▶ [TASK DIRECTIONS]
Which lines of the data below hold "rear"? Copy each of them.

(Referring expression data)
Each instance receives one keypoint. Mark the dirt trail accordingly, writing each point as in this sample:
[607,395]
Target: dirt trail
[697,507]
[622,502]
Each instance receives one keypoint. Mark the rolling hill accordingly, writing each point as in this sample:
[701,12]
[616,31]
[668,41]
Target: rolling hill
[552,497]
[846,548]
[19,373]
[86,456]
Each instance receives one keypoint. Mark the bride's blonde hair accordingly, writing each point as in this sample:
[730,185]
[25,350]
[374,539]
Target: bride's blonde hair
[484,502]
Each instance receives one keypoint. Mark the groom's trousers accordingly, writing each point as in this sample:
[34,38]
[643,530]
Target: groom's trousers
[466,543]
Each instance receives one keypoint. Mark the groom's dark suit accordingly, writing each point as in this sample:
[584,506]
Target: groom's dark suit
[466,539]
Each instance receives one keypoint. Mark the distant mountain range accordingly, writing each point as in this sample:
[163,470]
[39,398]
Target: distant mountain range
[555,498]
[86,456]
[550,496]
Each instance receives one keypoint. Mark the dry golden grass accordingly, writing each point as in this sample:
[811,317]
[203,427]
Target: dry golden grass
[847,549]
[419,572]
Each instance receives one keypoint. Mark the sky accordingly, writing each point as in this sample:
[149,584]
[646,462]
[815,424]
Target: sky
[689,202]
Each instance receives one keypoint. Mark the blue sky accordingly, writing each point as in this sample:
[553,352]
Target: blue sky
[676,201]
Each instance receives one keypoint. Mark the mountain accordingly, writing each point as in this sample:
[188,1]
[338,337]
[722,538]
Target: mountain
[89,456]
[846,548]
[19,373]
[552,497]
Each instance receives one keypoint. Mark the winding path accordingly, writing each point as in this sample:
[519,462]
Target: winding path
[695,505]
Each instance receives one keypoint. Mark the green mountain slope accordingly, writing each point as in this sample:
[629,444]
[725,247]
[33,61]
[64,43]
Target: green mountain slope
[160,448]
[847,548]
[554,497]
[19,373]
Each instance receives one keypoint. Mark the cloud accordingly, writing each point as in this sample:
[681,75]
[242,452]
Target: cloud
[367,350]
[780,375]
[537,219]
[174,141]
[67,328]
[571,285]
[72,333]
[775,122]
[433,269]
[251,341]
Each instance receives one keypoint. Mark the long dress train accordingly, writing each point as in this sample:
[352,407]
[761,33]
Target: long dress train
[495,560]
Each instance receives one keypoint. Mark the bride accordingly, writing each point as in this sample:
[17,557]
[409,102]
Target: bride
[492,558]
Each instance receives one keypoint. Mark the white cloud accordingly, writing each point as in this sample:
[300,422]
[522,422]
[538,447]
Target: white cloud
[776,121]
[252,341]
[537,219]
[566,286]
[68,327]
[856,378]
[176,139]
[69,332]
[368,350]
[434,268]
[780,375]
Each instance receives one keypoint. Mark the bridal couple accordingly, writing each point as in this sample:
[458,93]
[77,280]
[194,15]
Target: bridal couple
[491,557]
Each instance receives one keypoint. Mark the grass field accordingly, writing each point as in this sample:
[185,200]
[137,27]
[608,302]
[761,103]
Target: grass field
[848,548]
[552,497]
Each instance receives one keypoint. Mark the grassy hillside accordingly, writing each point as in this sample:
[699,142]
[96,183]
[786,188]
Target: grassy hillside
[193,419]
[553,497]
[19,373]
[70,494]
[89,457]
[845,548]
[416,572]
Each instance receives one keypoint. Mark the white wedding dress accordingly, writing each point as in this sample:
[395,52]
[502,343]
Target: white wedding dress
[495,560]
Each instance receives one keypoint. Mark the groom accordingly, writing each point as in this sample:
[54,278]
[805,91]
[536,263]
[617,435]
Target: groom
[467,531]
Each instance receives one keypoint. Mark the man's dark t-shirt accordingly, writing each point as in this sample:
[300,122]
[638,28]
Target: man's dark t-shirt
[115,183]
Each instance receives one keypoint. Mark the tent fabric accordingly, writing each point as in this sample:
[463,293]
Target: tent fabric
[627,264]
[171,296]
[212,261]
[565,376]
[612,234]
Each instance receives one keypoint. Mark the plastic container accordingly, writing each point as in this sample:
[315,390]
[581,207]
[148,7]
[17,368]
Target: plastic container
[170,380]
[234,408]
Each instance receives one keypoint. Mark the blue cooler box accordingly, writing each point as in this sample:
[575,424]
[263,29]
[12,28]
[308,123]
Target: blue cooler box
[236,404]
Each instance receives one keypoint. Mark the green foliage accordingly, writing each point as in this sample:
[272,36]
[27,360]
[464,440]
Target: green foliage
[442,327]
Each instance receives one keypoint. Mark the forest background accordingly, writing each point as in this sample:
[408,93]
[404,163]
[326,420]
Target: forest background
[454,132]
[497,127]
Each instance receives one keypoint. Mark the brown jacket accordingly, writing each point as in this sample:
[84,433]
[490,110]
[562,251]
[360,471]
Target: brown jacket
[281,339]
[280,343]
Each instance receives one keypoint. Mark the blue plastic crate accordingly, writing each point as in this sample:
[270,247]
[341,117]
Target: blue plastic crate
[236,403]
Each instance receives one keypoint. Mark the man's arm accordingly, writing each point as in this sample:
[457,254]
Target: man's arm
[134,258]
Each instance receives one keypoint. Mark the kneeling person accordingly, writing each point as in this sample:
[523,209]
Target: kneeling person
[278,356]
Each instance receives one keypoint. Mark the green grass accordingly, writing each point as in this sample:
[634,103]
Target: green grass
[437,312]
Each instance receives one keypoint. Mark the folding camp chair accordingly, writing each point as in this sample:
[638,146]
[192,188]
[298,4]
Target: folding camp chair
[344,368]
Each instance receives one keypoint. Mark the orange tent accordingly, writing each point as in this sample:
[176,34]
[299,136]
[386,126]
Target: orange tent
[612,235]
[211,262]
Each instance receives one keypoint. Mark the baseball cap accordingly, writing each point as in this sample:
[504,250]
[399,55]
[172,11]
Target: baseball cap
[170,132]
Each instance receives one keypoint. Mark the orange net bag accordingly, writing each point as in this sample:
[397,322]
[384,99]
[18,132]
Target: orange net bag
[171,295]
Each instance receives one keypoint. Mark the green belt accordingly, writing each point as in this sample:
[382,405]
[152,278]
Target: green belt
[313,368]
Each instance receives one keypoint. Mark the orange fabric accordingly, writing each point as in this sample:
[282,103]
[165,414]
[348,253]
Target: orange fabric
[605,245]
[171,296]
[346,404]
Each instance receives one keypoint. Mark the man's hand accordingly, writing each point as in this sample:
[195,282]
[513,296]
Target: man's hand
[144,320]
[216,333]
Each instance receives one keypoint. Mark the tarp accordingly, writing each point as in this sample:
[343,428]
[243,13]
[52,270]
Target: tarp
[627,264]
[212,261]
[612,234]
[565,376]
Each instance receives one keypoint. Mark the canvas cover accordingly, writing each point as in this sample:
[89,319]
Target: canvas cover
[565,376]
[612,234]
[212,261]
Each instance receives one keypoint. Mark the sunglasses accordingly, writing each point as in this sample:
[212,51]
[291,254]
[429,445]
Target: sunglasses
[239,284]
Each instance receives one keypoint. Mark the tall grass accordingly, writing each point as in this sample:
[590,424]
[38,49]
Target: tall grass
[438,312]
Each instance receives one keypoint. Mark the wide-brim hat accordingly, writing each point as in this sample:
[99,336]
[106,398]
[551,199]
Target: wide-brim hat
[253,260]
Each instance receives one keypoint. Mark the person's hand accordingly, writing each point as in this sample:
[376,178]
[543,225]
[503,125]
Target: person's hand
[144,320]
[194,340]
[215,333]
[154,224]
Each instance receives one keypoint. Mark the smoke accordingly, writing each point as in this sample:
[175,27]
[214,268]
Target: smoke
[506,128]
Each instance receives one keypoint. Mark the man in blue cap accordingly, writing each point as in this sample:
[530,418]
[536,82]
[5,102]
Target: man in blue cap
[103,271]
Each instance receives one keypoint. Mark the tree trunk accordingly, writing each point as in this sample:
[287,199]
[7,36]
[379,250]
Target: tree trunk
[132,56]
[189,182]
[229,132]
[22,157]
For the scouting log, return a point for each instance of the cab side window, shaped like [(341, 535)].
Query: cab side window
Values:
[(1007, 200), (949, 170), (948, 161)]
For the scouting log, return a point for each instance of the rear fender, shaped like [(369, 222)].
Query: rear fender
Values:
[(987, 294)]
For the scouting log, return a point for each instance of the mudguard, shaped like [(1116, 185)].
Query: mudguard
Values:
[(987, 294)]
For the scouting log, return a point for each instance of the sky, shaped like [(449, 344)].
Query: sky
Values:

▶ [RESPONSE TO THIS TASK]
For the scouting log, return a point for each instance of the rear fender, shaped like [(369, 222)].
Query: rear fender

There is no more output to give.